Direction: Each entry below is to be transcribed exactly.
[START Records for the task]
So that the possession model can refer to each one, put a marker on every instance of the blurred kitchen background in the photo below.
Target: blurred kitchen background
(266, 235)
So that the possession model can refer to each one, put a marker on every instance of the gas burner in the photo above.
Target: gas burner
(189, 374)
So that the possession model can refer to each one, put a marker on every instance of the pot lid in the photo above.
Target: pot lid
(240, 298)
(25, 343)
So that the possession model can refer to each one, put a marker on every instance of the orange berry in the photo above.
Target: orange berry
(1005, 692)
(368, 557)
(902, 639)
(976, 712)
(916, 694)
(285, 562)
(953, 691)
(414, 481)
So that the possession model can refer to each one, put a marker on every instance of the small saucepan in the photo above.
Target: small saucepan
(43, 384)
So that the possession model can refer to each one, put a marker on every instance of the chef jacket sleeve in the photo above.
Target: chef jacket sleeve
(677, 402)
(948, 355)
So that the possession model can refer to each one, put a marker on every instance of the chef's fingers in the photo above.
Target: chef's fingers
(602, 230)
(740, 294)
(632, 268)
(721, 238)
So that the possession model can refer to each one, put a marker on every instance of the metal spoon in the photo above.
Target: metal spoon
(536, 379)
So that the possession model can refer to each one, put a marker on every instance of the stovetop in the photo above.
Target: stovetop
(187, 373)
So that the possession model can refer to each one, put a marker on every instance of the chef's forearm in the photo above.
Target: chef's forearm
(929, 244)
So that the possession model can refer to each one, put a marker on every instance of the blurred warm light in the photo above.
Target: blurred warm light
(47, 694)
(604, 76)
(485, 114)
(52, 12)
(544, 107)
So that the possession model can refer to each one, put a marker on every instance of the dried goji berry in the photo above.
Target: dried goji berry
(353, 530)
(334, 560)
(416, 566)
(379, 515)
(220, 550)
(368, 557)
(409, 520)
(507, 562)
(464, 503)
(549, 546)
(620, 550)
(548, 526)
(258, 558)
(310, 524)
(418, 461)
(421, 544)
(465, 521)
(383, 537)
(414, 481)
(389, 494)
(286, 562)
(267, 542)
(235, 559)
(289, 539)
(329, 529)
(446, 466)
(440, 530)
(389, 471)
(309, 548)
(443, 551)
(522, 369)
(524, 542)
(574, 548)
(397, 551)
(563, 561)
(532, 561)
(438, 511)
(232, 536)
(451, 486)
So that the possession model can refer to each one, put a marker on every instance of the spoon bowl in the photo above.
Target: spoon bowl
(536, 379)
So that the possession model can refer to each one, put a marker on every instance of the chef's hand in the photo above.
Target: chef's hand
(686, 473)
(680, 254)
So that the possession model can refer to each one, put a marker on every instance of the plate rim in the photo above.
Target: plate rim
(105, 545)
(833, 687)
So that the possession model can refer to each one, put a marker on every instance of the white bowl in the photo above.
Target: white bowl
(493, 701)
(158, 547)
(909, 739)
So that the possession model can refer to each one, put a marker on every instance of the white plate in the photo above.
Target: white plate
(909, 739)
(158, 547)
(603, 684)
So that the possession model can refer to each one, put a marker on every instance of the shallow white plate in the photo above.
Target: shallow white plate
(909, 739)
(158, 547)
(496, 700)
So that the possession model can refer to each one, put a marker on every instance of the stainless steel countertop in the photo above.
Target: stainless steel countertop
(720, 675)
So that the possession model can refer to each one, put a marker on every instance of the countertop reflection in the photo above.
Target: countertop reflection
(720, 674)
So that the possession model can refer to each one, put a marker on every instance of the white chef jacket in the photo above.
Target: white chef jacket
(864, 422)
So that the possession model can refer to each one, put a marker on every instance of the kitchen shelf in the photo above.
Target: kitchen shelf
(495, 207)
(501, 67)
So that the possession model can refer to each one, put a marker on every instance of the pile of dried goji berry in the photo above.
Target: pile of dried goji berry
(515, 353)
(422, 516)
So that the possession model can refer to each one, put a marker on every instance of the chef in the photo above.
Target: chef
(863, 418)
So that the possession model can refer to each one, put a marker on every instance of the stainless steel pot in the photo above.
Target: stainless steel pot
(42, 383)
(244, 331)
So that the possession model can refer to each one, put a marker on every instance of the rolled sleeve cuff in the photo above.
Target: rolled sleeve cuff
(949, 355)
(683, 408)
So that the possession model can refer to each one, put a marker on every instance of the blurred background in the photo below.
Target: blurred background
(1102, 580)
[END Records for the task]
Worked answer:
So that the possession model can refer to each one, put a marker on every instance of the blurred kitchen background in the photo below.
Target: blurred kitchen background
(266, 235)
So that the possession model can refer to each one, put a marker on every instance of the gas burner in the photo above.
Target: gas burner
(189, 374)
So that the possession model can refer to each one, put a marker on every instance of the pot lid in the photo above.
Target: pot lid
(240, 298)
(25, 343)
So that the possession model can refer to each one, put a marker on every instance of the orange berry in the photo above.
Target: orange berry
(1005, 692)
(368, 557)
(902, 639)
(976, 712)
(916, 694)
(285, 562)
(953, 691)
(414, 481)
So that the possession model can refer to each one, put a marker on every instance of the small saucepan in the photo above.
Target: small saucepan
(43, 384)
So that the possession model can refer to each one, put a marker on every instance of the chef jacket sleeve in the photo above.
Target: chef jacket sleeve
(677, 402)
(948, 355)
So that the possession model can refer to each one, put a marker on every instance of the chef's fingers in the photo above.
Target: chef's fingers
(602, 230)
(740, 294)
(632, 268)
(721, 238)
So that the possession model can refer to each one, put a marker on every instance of the metal spoon in the photo above.
Target: metal spoon
(536, 379)
So that the possession model can refer to each one, put a marker on every instance of the stovetop in the photo above.
Target: stovetop
(187, 373)
So that the possession model can refer to each one, put a marker on every instance of the chef's forearm in the photo above.
Target: chef's forearm
(929, 244)
So that the possession model can refer to each one, put a marker on every instance of the blurred warm light in the photo above.
Target: blurred warm light
(47, 694)
(604, 76)
(485, 114)
(52, 12)
(544, 107)
So that the possession model can refer to each one, put a marker on every instance of the dried goji berry in the photo above.
Target: dried goji berry
(353, 530)
(334, 560)
(416, 566)
(379, 515)
(220, 550)
(368, 557)
(409, 520)
(507, 562)
(464, 503)
(549, 546)
(620, 550)
(548, 526)
(258, 558)
(310, 524)
(418, 461)
(421, 544)
(465, 521)
(383, 537)
(414, 481)
(389, 494)
(286, 562)
(267, 542)
(235, 559)
(289, 539)
(329, 529)
(446, 466)
(440, 530)
(389, 471)
(309, 548)
(443, 551)
(522, 369)
(524, 542)
(574, 548)
(397, 551)
(563, 561)
(532, 561)
(438, 511)
(232, 536)
(451, 486)
So that the possession model can refer to each one, put a marker on every instance of the spoon bowl in the photo above.
Target: spoon bowl
(536, 379)
So that the possession model can refer to each one, put a marker on every instance of the chef's hand in the photo above.
Target: chef's hand
(686, 473)
(680, 254)
So that the possession model can refer to each one, put a marker on every instance of the plate rim in the photo above.
Target: plate rim
(105, 545)
(833, 687)
So that the possession model can refer to each one, put a marker on every instance of the white bowl in the photo above.
Target: white bowl
(493, 701)
(158, 547)
(909, 739)
So that the possession model can refer to each one, put a marker on every instance of the white plate in the photo above.
Target: white plate
(909, 739)
(158, 547)
(603, 684)
So that the possession model can refer to each one, put a marker on every instance of the shallow white plate in the photo above.
Target: shallow white plate
(909, 739)
(158, 547)
(496, 700)
So that the possession model can refer to each one, put a marker on every instance of the stainless steel countertop in the photo above.
Target: stainless steel countertop
(720, 675)
So that the possession model can refer to each one, put a marker on every instance of the countertop reflection in the photo above.
Target: countertop reflection
(720, 674)
So that the possession model can refer to each one, put a marker on every instance of the white chef jacket in the photo above.
Target: white chef jacket
(864, 422)
So that the possession model can refer to each one, put a marker on every instance of the kitchen shelf in the photo above.
Target: kitchen shelf
(495, 207)
(501, 67)
So that the possession model can refer to each one, put a marker on every instance of the pile of dried goji berry in the photo above.
Target: pile of dried goji berry
(515, 353)
(422, 516)
So that the possession model can refer to each one, put a marker on every instance of the chef in the photo above.
Target: chef
(863, 418)
So that the possession model can refer to each one, put a marker on every instance of the stainless steel pot in the photo above.
Target: stainless steel pot
(42, 383)
(244, 331)
So that the possession model can refer to each one, put a marker on every instance of the rolled sleeve cuff in the photo above.
Target: rolled sleeve cuff
(949, 355)
(683, 408)
So that the possession model can refer to each one, put a marker on every instance of the blurred background in the photo below.
Target: blurred background
(1102, 580)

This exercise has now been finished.